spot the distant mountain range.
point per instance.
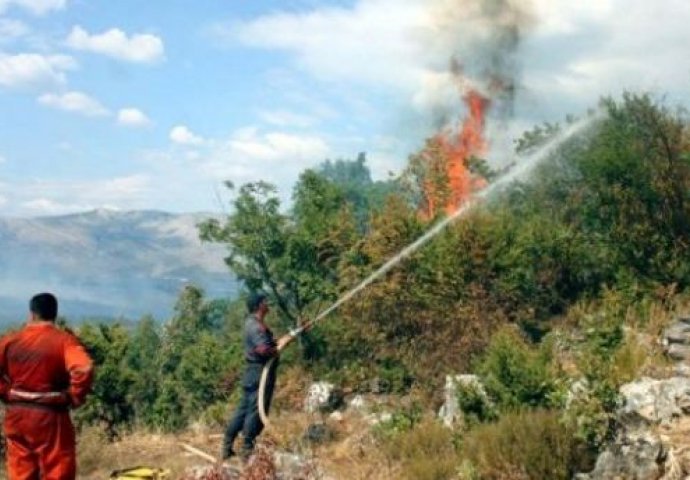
(106, 263)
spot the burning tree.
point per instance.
(443, 170)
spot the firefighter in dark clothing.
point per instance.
(259, 348)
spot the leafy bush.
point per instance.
(516, 375)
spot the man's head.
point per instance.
(257, 302)
(43, 307)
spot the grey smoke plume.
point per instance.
(475, 44)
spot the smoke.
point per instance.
(473, 45)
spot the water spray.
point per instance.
(518, 172)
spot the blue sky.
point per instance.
(128, 104)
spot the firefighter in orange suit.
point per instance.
(44, 372)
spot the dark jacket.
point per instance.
(259, 344)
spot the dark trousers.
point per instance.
(246, 418)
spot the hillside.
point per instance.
(107, 263)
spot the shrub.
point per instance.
(425, 451)
(528, 445)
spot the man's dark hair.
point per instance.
(44, 305)
(254, 300)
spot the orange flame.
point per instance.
(455, 151)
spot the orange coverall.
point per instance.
(44, 371)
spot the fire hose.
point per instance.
(521, 170)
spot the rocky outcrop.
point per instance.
(653, 439)
(676, 340)
(451, 413)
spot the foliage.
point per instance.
(530, 445)
(514, 374)
(425, 451)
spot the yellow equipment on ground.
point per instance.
(141, 473)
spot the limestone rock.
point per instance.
(639, 457)
(650, 401)
(323, 397)
(450, 412)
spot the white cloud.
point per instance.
(184, 136)
(10, 29)
(338, 43)
(37, 7)
(31, 70)
(581, 53)
(132, 117)
(138, 48)
(40, 197)
(250, 155)
(75, 102)
(570, 53)
(284, 118)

______

TASK DESCRIPTION.
Return only the part of the records above that opens with the line containing "spot the man's head." and closes with the line containing "spot the dark trousers.", ends included.

WRITTEN SOLUTION.
spot the man's head.
point per instance.
(257, 302)
(43, 307)
spot the grey smoke plume.
point per instance.
(475, 44)
spot the smoke.
point per instance.
(473, 45)
spot the water spray.
point per instance.
(518, 172)
spot the blue sky.
point per instance.
(128, 104)
spot the firefighter in orange suit.
point per instance.
(44, 372)
spot the dark jacket.
point per instance.
(259, 344)
spot the dark trousers.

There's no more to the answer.